Data excerpts:

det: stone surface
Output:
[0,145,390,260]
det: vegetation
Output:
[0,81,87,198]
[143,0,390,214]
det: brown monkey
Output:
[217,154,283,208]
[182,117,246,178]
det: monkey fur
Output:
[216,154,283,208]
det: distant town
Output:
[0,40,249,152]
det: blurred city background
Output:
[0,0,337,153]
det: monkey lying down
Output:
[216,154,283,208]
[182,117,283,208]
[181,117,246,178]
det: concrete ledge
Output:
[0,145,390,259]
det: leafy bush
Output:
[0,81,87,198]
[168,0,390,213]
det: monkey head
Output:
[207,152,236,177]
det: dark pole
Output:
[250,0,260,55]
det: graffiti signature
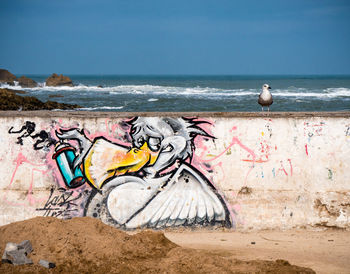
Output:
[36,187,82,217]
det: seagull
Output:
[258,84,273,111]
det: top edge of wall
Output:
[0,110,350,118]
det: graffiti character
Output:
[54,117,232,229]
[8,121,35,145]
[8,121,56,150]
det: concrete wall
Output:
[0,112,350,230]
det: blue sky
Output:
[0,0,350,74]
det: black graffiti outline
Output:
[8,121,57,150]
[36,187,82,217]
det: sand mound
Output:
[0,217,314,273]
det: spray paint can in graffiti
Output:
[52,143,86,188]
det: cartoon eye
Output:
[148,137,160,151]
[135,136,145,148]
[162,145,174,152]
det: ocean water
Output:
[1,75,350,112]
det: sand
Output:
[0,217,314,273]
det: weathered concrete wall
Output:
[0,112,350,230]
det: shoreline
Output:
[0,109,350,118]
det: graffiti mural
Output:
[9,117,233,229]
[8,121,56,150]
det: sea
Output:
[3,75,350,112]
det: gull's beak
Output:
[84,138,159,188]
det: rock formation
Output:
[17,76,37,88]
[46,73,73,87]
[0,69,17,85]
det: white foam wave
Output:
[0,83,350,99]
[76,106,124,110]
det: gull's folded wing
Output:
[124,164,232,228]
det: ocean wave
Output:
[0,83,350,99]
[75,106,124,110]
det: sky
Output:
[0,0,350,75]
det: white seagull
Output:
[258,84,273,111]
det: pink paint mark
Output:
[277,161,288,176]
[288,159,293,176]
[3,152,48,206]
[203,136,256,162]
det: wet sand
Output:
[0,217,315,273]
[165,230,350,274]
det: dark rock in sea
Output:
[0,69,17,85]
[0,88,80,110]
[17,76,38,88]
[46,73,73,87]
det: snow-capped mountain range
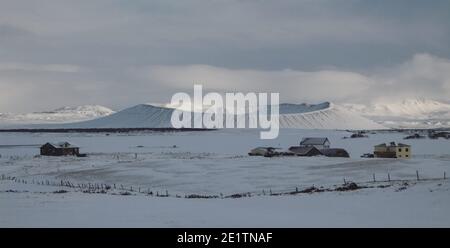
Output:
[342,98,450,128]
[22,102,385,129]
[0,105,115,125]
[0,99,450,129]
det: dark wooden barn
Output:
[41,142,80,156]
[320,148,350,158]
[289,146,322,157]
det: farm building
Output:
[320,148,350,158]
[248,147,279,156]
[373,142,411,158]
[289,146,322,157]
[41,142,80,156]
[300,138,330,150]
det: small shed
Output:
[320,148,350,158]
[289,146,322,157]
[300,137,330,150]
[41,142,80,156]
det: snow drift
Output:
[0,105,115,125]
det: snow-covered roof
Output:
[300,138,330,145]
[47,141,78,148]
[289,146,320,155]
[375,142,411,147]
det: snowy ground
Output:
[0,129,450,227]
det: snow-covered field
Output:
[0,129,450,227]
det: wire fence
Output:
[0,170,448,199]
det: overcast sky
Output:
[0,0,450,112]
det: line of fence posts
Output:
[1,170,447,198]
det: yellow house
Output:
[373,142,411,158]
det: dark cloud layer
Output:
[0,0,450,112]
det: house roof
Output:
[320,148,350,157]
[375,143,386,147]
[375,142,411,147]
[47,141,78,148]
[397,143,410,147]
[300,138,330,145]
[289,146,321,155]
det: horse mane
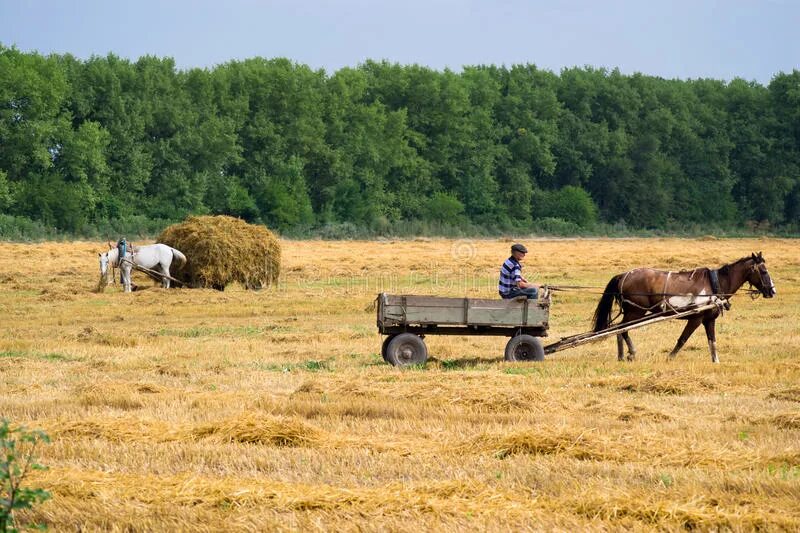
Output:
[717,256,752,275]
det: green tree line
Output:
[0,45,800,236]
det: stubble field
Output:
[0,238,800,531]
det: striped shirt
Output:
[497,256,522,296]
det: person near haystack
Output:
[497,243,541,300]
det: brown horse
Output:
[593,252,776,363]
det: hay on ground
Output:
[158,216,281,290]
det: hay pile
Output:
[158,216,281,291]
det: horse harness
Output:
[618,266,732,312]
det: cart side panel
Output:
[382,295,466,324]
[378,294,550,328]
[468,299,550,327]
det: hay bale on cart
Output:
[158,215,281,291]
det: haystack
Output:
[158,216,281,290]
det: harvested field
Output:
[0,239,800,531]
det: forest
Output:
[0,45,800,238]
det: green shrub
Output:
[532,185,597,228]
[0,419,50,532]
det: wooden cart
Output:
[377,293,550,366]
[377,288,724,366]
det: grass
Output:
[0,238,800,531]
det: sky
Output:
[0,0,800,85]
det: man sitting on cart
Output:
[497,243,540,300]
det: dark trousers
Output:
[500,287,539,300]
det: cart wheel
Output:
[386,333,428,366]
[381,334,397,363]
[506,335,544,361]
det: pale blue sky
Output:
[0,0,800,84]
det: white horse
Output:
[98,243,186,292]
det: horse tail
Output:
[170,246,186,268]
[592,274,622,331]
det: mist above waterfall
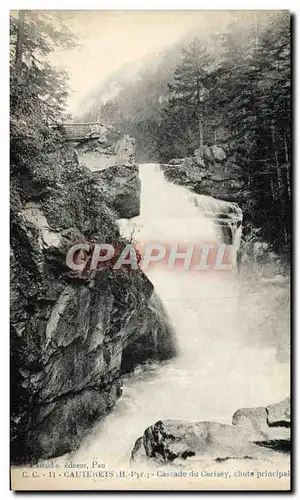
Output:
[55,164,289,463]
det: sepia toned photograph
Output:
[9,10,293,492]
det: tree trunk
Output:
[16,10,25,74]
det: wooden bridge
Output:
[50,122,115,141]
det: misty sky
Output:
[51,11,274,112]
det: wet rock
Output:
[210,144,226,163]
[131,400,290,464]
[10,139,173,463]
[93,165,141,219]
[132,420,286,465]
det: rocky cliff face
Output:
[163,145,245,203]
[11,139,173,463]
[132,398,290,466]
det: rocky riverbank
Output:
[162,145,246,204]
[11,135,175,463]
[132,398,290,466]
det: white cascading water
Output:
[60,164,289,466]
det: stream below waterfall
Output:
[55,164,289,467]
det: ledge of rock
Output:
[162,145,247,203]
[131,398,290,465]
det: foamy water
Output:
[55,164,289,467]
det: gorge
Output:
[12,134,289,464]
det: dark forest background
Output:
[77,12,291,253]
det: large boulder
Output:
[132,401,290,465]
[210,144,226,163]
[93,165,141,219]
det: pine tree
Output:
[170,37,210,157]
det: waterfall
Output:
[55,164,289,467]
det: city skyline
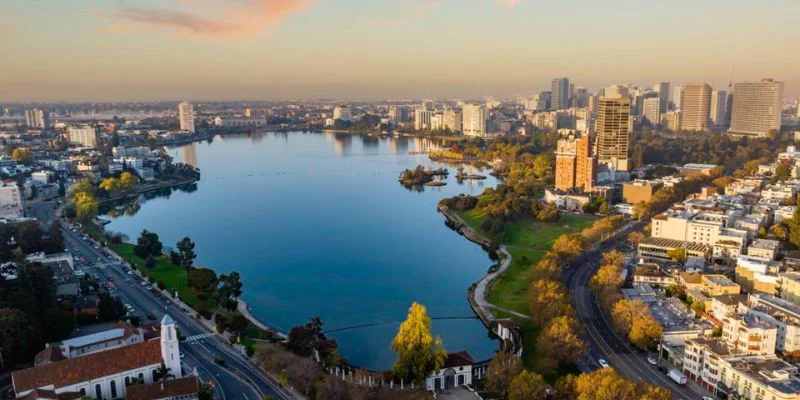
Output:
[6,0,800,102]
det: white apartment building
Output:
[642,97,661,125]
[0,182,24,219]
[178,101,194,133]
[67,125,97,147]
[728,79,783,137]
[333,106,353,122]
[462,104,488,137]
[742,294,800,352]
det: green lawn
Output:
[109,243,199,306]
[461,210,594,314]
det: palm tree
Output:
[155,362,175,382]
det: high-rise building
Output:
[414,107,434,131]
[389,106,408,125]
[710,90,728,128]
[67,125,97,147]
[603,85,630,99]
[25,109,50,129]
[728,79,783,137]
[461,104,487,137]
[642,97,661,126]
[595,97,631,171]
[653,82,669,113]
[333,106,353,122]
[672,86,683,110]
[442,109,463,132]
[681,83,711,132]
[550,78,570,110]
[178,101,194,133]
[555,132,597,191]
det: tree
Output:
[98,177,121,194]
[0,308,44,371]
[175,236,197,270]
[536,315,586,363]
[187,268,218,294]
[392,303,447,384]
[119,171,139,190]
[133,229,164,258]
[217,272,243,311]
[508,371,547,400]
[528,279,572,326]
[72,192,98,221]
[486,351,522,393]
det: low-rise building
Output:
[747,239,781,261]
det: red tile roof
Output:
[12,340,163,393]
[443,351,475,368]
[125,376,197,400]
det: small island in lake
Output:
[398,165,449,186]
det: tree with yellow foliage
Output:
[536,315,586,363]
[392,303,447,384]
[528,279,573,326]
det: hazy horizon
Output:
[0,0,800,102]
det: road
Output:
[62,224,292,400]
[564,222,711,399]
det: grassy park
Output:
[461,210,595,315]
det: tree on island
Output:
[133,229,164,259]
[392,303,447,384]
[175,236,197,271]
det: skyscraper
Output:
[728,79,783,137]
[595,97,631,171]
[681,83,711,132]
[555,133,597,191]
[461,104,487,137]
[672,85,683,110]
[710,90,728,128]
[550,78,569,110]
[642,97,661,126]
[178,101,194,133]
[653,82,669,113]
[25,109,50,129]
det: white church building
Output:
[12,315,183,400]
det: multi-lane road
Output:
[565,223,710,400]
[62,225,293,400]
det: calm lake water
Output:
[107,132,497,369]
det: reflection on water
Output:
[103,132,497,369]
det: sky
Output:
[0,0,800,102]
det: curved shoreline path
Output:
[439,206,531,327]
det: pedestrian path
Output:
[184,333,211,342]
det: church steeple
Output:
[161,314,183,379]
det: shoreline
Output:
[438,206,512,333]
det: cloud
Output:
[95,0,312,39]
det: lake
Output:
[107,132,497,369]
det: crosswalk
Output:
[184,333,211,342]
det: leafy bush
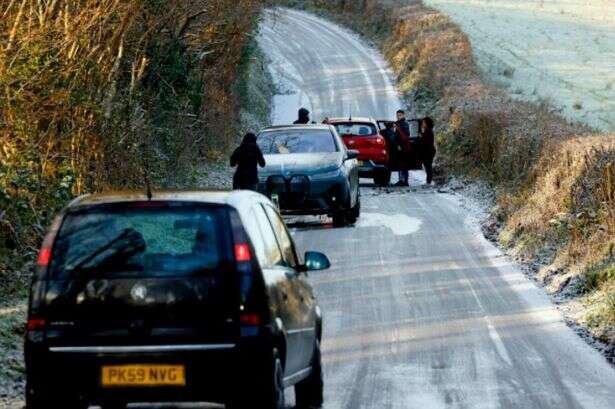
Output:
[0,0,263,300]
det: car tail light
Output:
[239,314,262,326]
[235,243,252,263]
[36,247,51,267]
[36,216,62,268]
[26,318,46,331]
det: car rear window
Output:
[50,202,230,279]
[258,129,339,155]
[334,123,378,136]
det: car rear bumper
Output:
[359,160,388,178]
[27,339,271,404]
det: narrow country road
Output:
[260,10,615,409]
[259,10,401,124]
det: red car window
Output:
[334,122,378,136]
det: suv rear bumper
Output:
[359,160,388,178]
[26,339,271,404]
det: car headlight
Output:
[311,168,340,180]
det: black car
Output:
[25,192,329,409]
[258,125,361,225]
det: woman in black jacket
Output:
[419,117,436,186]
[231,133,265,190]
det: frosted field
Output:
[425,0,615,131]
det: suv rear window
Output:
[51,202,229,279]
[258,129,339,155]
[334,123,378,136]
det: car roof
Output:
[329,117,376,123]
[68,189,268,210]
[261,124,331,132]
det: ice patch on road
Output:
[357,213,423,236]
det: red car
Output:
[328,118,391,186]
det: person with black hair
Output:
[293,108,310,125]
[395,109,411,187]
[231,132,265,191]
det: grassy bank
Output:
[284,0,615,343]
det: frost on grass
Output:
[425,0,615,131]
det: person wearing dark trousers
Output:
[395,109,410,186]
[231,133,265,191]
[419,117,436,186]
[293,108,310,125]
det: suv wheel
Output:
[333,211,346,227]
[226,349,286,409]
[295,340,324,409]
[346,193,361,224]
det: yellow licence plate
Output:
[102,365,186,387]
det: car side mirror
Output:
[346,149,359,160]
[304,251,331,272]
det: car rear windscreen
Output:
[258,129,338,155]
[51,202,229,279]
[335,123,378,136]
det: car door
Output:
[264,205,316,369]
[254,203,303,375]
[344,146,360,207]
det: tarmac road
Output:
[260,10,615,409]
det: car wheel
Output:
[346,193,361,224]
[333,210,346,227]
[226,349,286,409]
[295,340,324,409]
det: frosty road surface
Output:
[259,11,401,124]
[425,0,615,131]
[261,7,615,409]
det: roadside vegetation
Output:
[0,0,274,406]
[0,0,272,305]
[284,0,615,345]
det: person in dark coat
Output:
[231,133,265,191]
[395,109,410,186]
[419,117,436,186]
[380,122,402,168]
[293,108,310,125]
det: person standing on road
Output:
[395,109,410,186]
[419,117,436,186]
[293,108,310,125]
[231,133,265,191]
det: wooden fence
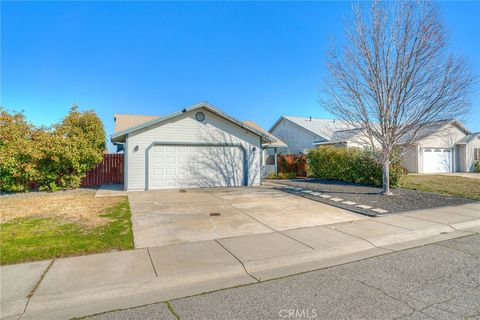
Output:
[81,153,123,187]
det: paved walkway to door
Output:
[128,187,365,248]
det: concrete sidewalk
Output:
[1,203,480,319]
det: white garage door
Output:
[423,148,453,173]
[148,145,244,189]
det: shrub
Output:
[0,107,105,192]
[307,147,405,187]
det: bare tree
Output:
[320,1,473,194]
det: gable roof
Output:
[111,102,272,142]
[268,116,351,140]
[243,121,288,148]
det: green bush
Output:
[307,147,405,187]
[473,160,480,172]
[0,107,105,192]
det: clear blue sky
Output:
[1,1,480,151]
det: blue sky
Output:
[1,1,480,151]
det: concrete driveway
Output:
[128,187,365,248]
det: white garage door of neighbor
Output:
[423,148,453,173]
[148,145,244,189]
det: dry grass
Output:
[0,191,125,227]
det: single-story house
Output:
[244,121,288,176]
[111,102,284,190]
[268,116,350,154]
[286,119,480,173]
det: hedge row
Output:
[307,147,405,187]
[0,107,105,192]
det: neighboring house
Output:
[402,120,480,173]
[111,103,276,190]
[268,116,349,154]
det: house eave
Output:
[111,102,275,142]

Task prompt:
Rewrite the data from its very beginning through the line containing "[181,117,246,178]", keeping every request line as it is. Multiply each box coordinate in the answers by 0.75 and round to a whole number, with halves rounding up.

The completed task:
det: stone surface
Output:
[0,109,293,195]
det: vegetation
Output:
[0,61,65,149]
[107,0,293,161]
det: brown monkey
Output:
[163,116,212,156]
[137,88,185,134]
det: monkey fur
Output:
[162,116,212,156]
det: distant town
Output:
[0,30,187,114]
det: blurred city background
Output:
[0,0,253,115]
det: monkey lying down
Output:
[162,116,212,156]
[137,88,212,156]
[136,88,185,134]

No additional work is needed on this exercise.